Fiat money: the root cause of our financial disaster

A view from America, previously published at Forbes.com on August 15th

Is it possible that the ghastly unemployment, stagnant growth (and possible double-dip recession), and financial market convulsions all can be traced back to one single decision?  Perhaps.

Monetary policy is the most recondite yet most pervasive and powerful of economic forces.  Keynes, in The Economic Consequences of the Peace, wrote, “There is no subtler, no surer means of overturning the existing basis of society than to debauch the currency. The process engages all the hidden forces of economic law on the side of destruction, and does it in a manner which not one man in a million is able to diagnose.”

The converse also is true.  Restoring real monetary integrity engages all the hidden forces of economic law on the side of prosperity.  And forces for monetary reform are very much in motion.

The dollar has fallen in value by more than 80% from the day when Richard Nixon took the world off the tattered remnants of the gold standard.  Aug. 15 marks the 40th anniversary of the avowedly “temporary” abandonment of the gold standard by President Richard Nixon.

“Closing the gold window” was part of a series of dramatic but shocking and destructive tactics by Washington, including wage-price controls, a tariff barrier, and other measures, all leading to economic and financial markets hell.  All such measures save one stand discredited.  The only piece of the Nixon Shock still in force was the piece most ostentatiously designated as temporary.  Nixon: “I have directed Secretary Connally to suspend temporarily the convertibility of the dollar into gold….”

Dataset excerpts:
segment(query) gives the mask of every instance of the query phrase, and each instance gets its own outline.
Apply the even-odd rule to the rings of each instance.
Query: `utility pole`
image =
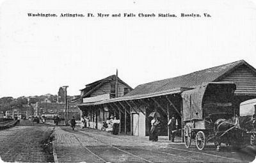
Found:
[[[65,89],[65,124],[66,126],[68,125],[68,101],[67,99],[67,88],[68,88],[68,86],[63,86]]]
[[[117,80],[118,80],[118,70],[116,69],[116,80],[115,80],[115,81],[116,81],[116,90],[115,90],[115,93],[116,93],[116,95],[115,95],[115,98],[117,98],[118,97],[118,86],[117,86],[117,84],[118,84],[118,81],[117,81]]]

Action item:
Could you copy out the fiat money article above in full, word for word?

Output for this task:
Fiat money: the root cause of our financial disaster

A view from America, previously published at Forbes.com on August 15th

Is it possible that the ghastly unemployment, stagnant growth (and possible double-dip recession), and financial market convulsions all can be traced back to one single decision?  Perhaps.

Monetary policy is the most recondite yet most pervasive and powerful of economic forces.  Keynes, in The Economic Consequences of the Peace, wrote, “There is no subtler, no surer means of overturning the existing basis of society than to debauch the currency. The process engages all the hidden forces of economic law on the side of destruction, and does it in a manner which not one man in a million is able to diagnose.”

The converse also is true.  Restoring real monetary integrity engages all the hidden forces of economic law on the side of prosperity.  And forces for monetary reform are very much in motion.

The dollar has fallen in value by more than 80% from the day when Richard Nixon took the world off the tattered remnants of the gold standard.  Aug. 15 marks the 40th anniversary of the avowedly “temporary” abandonment of the gold standard by President Richard Nixon.

“Closing the gold window” was part of a series of dramatic but shocking and destructive tactics by Washington, including wage-price controls, a tariff barrier, and other measures, all leading to economic and financial markets hell.  All such measures save one stand discredited.  The only piece of the Nixon Shock still in force was the piece most ostentatiously designated as temporary.  Nixon: “I have directed Secretary Connally to suspend temporarily the convertibility of the dollar into gold….”